* _TASK_:
The required output consists solely of the lines from the line containing "The function MUST provide one point per instance of the bush" through the end of the records, copied exactly.

Data extracted from a collection

◆ ◆ ◆ ◆ ◆ ◆ ◆

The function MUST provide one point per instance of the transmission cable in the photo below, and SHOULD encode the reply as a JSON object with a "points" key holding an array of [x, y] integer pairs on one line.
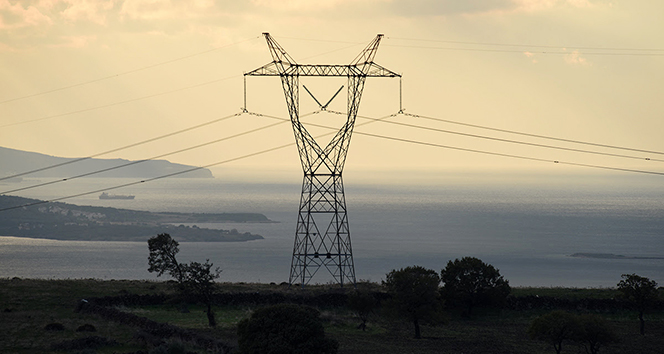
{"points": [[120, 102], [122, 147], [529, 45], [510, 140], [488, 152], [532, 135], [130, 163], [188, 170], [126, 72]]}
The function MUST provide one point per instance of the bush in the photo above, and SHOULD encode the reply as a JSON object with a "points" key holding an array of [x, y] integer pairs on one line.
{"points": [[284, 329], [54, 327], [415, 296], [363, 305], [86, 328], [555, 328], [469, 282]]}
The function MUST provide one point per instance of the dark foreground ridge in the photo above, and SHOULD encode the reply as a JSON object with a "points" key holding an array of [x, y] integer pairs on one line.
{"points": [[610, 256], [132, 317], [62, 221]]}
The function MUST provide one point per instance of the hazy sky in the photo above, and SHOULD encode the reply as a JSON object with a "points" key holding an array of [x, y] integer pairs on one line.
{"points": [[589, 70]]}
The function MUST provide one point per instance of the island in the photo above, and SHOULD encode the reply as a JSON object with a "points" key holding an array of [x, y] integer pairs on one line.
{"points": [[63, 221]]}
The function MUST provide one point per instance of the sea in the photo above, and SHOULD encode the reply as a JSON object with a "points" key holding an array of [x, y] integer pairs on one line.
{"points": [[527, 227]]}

◆ ◆ ◆ ◆ ◆ ◆ ◆

* _COMPLETE RESPONSE_:
The function MUST provide one point per instance of the bush in the photo above, and SHOULD encode the reply as a JSON object with a "points" key holding an array of [x, y] integer pairs on one line.
{"points": [[284, 329], [54, 327], [415, 296], [363, 305], [86, 328], [555, 328], [469, 282]]}
The function MUST provide one point per instance of the dark foreground ridge in the photo above, and SHOULD encode the reply as a JSON object with a "points" key holding an array of [x, y] integer pairs on one line.
{"points": [[610, 256], [132, 317], [62, 221]]}
The function MUST provide one point per instance of the hazy sky in the photo above, and SHOULD encode the reply as a JSON object with a "points" key holding an array of [x, y] integer pairs on one line.
{"points": [[589, 70]]}
The function MUST provide one point per instance of the island in the photo above, and SHOULD encode the reply as a JSON object with a "points" key holding an array of [x, y] integer pairs on one line.
{"points": [[63, 221]]}
The function MUST provide one point per instance of the sea in the photo above, and SHOULD encode the reply as a JSON object with a "points" key holding an array of [x, y] integer pairs on one line.
{"points": [[527, 227]]}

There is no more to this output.